But using the "true details" (who cares if it's Ethan Hawk or Tom Cruise or whoever in Gattaca when you're discussing the relevance of the genetic engineering aspects of it) as a measure of how trustworthy someone is? That's just ridiculous to me, especially because for most conversations it doesn't matter.



> But using the "true details" (who cares if it's Ethan Hawk or Tom Cruise or whoever in Gattaca when you're discussing the relevance of the genetic engineering aspects of it) as a measure of how trustworthy someone is? That's just ridiculous to me,

It is ridiculous, and not something I was advocating.

The signal is not in whether their story is riddled with inaccuracies, but whether they get upset when questioned about it, and whether they are willing to simply say "Yeah I probably got some of the details wrong."

Of course, if someone questions every detail of the story, it kills the story. The storyteller merely needs to say "Yeah, some of the details are probably off" .


Yeah, I misread. But it is often rude and disrupting the conversation, though it can be done tactfully "Oh, I believe it was Ethan Hawke actually". It can also open up room for more conversation "No, I'm pretty sure it was Tom Cruise", where the debate of it becomes the conversation. Which is fine, and still doesn't say anything to me about the trustworthiness of the person who was telling the story. Nor does it necessarily imply they need to be fact checked on Google right now; again, it's tangential to the overarching part of the conversation. I still think using that single measure as a measure of trustworthiness is ridiculous. Especially in a conversation that's not deep.

> The storyteller merely needs to say "Yeah, some of the details are probably off" .

I feel this is an unwritten rule of conversation in general. It certainly is amongst my friend groups, even recounting stories where we were all present. It obviously wouldn't work for debates, or if you were discussing things like political policy, but most conversations don't fall into those types of things. Just sitting around shooting the shit.

■ Using the information ■
1) Using the exchange about storytelling details, say whether each statement agrees with it. Answer yes or no for each, and quote the deciding words.
(a) The person who explains "the signal" says it lies in whether the storyteller gets upset when questioned.
(b) The reply that begins "Yeah, I misread" says the unwritten rule works for debates about political policy.
(c) The reply that begins "Yeah, I misread" says questioning a detail can lead to more conversation.
2) Continue the exchange about storytelling details, starting right after its last sentence.

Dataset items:
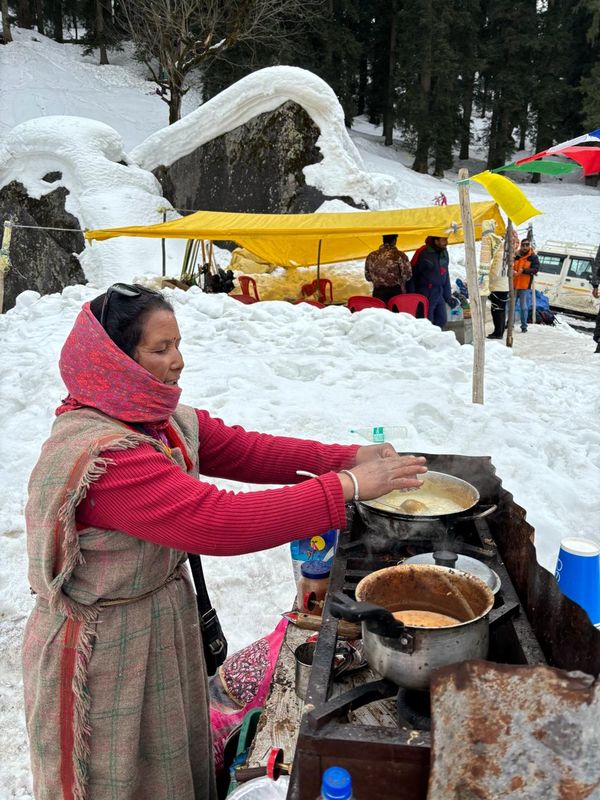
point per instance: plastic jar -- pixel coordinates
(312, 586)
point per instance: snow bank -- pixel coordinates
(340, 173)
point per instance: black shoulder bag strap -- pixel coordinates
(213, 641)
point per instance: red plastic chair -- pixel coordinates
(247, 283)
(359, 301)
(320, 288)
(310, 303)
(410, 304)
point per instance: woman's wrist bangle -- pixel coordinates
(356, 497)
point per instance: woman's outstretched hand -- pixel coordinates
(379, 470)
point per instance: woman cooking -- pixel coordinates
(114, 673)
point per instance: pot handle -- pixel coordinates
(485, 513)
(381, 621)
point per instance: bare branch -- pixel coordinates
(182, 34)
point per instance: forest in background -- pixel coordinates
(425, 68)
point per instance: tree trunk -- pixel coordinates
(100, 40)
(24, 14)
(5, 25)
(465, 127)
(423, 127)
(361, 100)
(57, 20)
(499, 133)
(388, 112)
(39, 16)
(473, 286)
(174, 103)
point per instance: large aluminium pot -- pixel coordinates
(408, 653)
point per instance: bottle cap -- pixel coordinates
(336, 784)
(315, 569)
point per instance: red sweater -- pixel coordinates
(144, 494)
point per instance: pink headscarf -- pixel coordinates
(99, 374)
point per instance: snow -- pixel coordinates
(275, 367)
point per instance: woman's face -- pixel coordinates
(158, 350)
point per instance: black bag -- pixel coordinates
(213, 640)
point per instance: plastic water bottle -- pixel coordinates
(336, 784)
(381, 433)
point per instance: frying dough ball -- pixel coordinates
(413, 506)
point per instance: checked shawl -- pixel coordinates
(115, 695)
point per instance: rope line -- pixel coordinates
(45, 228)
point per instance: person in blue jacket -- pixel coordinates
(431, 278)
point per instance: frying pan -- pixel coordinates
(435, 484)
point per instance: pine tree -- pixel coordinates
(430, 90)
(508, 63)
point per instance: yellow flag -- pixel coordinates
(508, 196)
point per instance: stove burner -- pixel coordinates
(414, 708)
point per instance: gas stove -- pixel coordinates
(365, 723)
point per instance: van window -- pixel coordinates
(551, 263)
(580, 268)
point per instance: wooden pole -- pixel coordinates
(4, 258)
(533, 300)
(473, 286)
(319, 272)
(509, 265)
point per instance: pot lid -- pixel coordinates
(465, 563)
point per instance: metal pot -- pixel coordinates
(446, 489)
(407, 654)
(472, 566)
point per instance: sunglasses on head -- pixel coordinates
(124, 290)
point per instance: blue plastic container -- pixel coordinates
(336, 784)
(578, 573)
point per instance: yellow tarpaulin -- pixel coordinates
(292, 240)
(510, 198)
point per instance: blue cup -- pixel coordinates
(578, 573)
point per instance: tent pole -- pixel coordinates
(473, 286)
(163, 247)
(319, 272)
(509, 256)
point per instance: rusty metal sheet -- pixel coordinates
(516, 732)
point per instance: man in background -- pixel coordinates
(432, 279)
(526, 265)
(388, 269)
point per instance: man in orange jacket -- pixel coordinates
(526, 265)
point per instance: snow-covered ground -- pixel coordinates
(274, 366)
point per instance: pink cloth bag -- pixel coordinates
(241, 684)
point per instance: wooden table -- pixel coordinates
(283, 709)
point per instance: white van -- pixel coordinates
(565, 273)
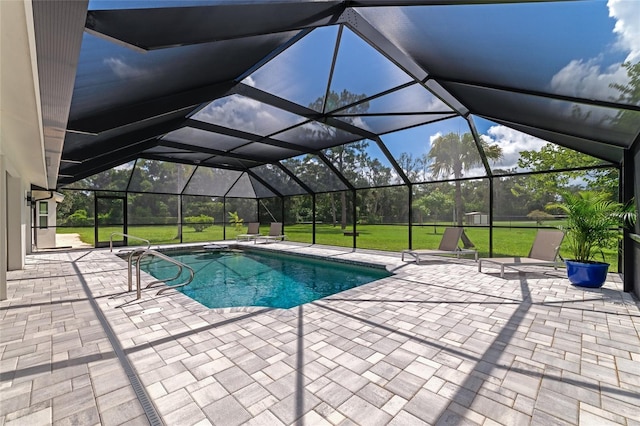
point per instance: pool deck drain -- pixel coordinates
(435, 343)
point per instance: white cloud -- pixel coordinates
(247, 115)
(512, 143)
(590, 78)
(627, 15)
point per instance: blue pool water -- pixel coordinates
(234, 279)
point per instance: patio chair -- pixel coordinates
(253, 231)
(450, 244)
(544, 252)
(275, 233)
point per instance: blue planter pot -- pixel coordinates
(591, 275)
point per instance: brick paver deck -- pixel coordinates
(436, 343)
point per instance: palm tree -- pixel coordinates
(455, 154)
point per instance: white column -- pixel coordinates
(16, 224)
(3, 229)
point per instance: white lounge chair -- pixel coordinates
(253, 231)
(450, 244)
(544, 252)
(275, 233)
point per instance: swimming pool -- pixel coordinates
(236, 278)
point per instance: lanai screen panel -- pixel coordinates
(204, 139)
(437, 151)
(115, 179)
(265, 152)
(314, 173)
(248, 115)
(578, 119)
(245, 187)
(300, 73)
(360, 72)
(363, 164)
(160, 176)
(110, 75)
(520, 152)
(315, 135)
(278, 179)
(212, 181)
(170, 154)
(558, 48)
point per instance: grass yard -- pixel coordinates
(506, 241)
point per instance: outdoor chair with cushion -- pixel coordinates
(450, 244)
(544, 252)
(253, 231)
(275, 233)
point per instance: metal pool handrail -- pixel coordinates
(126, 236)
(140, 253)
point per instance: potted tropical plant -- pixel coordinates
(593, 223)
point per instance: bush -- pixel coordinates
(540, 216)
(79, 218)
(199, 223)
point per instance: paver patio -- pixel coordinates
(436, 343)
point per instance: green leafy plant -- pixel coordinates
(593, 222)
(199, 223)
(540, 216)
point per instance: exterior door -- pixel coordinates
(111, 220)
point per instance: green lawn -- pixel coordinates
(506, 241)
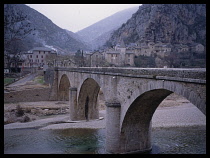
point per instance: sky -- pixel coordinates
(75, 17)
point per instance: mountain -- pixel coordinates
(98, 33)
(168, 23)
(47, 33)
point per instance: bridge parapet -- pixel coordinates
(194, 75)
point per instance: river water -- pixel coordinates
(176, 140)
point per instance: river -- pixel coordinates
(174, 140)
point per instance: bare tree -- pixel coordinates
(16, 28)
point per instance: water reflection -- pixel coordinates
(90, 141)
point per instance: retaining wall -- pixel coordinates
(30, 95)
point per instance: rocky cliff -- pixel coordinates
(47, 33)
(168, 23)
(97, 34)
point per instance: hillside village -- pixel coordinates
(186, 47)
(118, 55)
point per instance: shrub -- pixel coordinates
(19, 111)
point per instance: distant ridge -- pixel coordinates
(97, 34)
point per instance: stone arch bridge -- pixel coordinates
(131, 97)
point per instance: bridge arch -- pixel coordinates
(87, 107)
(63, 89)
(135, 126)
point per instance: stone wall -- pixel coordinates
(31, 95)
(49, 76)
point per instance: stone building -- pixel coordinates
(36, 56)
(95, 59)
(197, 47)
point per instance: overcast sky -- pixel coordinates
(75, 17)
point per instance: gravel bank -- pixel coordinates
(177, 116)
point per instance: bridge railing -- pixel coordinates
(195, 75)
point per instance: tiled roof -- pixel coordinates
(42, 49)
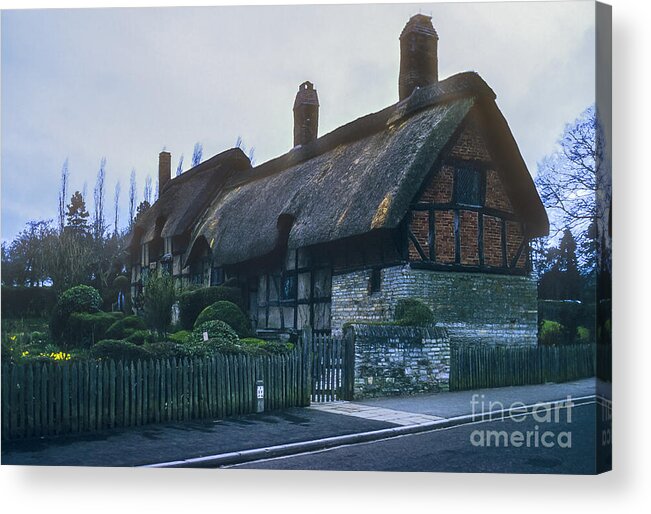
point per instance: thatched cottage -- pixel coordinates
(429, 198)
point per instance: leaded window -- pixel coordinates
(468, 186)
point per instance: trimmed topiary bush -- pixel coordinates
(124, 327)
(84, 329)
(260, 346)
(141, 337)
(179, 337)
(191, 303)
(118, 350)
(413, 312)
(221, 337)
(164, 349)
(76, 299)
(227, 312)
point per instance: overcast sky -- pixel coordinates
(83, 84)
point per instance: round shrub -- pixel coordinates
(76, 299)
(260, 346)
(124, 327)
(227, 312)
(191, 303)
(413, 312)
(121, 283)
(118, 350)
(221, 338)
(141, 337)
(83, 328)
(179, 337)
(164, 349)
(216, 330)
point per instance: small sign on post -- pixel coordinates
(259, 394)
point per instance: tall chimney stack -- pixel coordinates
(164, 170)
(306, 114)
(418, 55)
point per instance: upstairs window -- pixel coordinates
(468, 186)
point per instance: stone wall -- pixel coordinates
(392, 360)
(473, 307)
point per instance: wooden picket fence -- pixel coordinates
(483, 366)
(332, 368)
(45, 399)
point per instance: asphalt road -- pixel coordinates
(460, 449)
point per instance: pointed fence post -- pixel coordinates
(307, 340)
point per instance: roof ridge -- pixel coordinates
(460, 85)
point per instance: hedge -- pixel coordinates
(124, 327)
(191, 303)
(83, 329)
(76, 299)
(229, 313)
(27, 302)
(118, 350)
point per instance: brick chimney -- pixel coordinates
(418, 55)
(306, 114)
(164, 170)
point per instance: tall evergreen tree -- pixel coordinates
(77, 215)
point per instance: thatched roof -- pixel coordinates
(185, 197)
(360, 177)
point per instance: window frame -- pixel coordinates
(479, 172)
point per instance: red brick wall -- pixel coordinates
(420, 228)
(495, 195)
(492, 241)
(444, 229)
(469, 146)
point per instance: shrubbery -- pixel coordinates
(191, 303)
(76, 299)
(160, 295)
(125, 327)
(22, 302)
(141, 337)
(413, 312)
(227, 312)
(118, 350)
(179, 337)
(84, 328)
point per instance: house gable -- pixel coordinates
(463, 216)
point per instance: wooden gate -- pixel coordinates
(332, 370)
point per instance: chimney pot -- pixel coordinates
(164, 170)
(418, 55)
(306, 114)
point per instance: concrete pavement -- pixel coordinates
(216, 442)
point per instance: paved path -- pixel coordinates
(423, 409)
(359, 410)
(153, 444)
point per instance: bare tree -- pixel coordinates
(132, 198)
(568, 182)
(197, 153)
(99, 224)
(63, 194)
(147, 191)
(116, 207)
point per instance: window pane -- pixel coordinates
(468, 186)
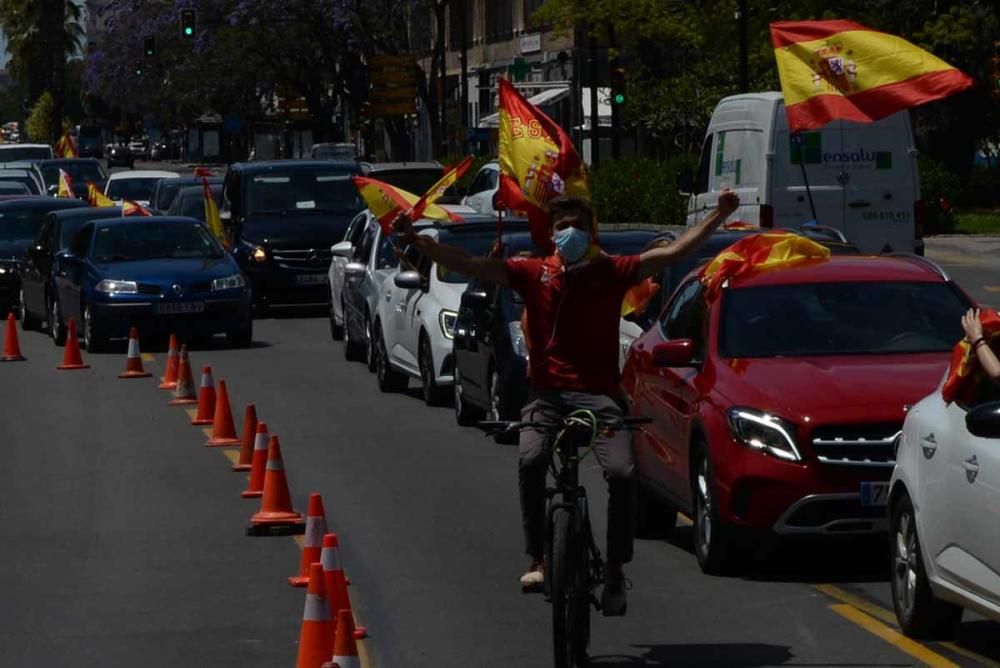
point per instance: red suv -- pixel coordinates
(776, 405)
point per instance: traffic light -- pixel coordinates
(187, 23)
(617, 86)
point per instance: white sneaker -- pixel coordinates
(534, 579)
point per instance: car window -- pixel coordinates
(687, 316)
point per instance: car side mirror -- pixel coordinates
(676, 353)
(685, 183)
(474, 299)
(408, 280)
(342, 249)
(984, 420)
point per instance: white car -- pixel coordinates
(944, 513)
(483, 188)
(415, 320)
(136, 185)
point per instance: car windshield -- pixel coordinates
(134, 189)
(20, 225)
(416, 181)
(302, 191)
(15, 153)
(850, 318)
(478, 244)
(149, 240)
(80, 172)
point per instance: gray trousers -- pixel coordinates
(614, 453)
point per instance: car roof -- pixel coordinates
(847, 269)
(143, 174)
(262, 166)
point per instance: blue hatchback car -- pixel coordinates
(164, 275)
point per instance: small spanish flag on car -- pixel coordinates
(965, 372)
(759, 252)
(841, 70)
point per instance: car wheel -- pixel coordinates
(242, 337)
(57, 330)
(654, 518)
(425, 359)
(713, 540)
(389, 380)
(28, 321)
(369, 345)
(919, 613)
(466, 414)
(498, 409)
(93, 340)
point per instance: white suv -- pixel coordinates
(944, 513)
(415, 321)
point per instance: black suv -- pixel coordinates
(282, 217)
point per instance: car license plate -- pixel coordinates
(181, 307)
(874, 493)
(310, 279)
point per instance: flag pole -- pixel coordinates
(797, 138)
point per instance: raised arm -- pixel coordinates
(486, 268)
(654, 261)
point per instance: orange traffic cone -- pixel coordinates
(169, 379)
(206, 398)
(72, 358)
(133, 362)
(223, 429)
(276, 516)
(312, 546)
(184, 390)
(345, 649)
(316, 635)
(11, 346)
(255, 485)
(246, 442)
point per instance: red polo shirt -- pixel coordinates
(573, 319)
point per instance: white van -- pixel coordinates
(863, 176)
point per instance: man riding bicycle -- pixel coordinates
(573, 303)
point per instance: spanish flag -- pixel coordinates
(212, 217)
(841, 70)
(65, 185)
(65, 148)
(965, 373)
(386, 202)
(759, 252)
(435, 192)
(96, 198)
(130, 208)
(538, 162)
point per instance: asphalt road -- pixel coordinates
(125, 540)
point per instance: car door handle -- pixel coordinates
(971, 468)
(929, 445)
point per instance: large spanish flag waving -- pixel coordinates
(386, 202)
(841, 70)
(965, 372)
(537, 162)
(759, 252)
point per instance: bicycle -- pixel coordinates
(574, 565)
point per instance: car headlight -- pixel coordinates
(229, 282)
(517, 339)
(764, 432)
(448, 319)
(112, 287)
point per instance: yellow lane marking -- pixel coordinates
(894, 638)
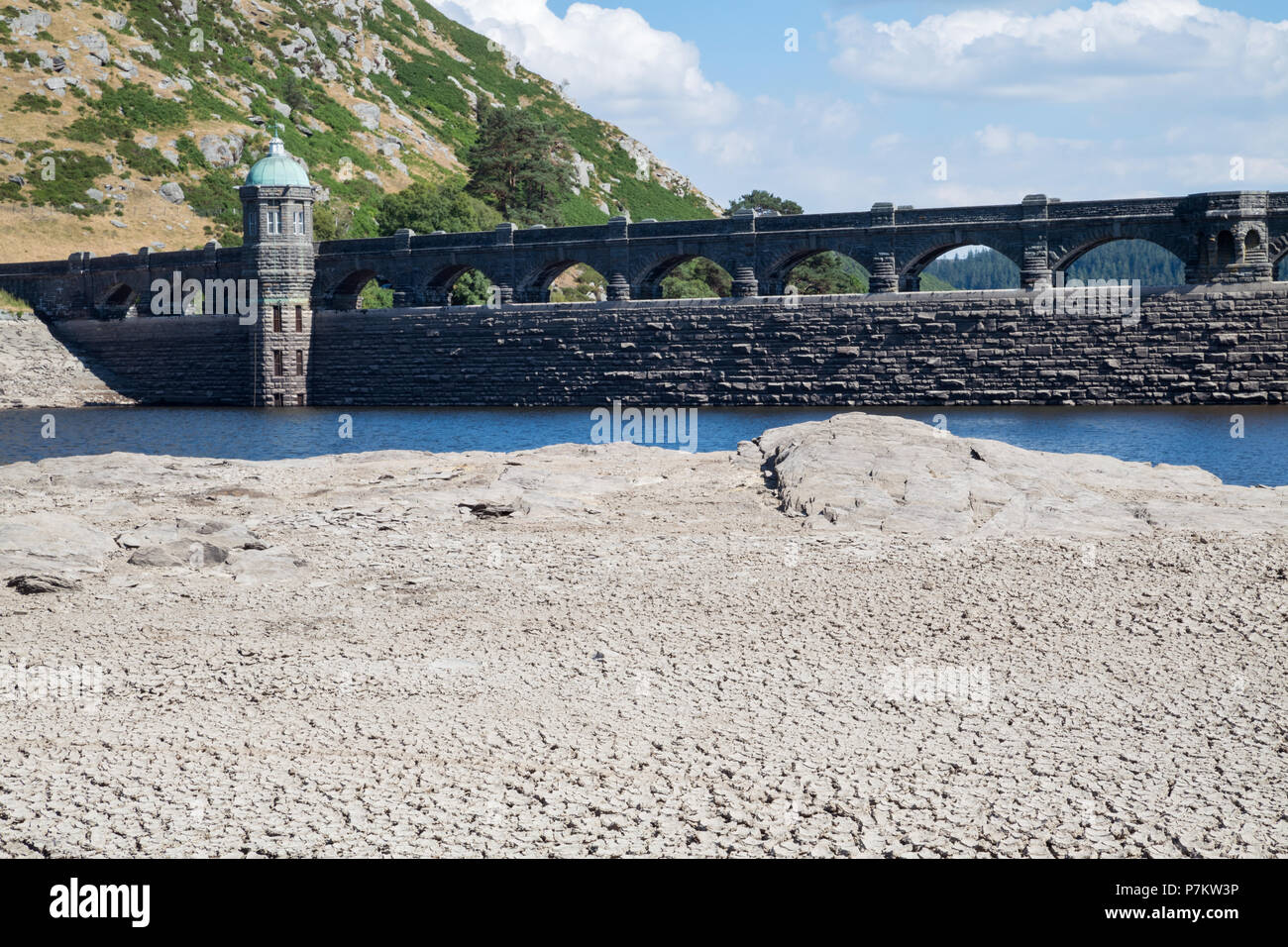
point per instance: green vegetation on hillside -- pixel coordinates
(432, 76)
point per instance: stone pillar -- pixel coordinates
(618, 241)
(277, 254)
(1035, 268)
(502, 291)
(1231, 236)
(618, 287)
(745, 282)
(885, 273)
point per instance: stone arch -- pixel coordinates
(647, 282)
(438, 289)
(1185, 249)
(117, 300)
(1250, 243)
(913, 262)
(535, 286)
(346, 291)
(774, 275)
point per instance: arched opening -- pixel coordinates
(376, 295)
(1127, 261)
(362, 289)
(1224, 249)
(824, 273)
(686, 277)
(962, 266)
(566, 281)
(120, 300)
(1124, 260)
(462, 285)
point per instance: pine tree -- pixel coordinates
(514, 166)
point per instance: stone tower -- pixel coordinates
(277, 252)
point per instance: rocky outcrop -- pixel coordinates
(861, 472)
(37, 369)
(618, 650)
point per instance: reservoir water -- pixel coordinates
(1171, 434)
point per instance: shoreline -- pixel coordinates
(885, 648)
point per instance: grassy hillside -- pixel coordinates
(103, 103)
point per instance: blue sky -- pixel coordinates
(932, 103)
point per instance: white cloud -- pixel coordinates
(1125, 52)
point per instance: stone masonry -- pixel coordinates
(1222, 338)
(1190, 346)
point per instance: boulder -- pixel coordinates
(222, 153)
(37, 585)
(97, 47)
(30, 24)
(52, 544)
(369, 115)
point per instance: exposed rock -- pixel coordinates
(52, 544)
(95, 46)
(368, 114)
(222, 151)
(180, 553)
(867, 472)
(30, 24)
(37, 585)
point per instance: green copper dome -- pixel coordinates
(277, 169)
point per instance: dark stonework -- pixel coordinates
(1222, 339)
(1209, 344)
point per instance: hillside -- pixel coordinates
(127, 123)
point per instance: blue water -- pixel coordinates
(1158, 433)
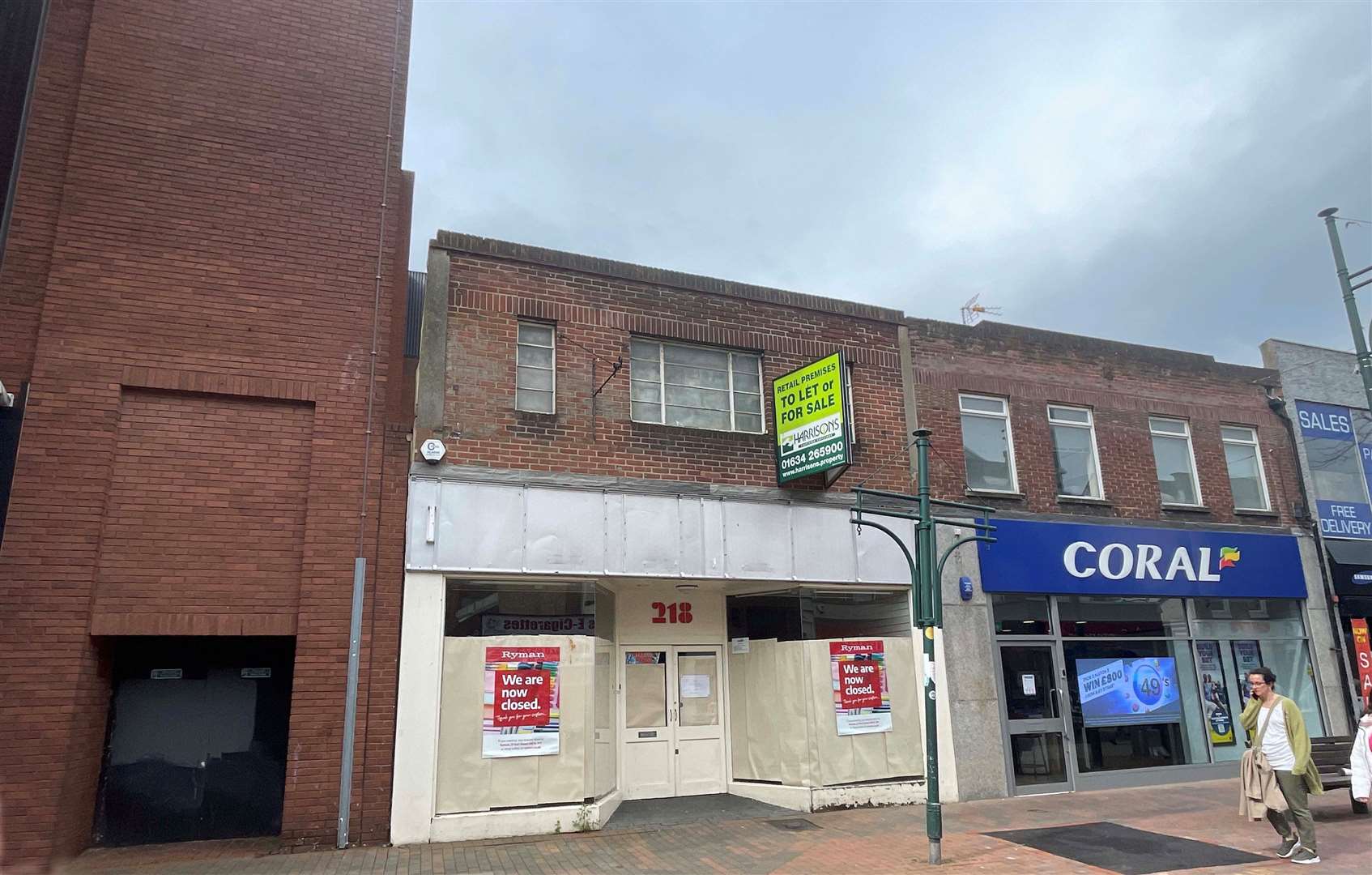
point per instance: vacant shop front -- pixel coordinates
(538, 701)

■ Solved problems ■
1)
(a) Yes: "The signal is not in whether their story is riddled with inaccuracies, but whether they get upset when questioned about it"
(b) No: "It obviously wouldn't work for debates, or if you were discussing things like political policy"
(c) Yes: "It can also open up room for more conversation"

2)
> I feel this is an unwritten rule of conversation in general.

There is a bit of cognitive dissonance that I observe.

It indeed is an unwritten rule. Most people agree with this rule.

Yet wait a while after the conversation, and people who listened treat the story as a lot more factual than what that rule implies, and more than they themselves believed it in the moment. The only antidote I have seen to prevent this transformation is to always be skeptical (without being judgmental):

"It was a fun conversation, and the guy/story is probably full of shit."


> But using the "true details" (who cares if it's Ethan Hawk or Tom Cruise or whoever in Gattaca when you're discussing the relevance of the genetic engineering aspects of it) as a measure of how trustworthy someone is? That's just ridiculous to me, especially because for most conversations it doesn't matter.

It depends. In this example, if the listener says "I don't think it was Tom Cruise in that movie" and the speaker says "Whatevs, that doesn't matter", then sure, it didn't matter.

If the speaker said "No, it WAS Tom Cruise", then obviously it does matter. You can't know whether it matters or not until you express doubt.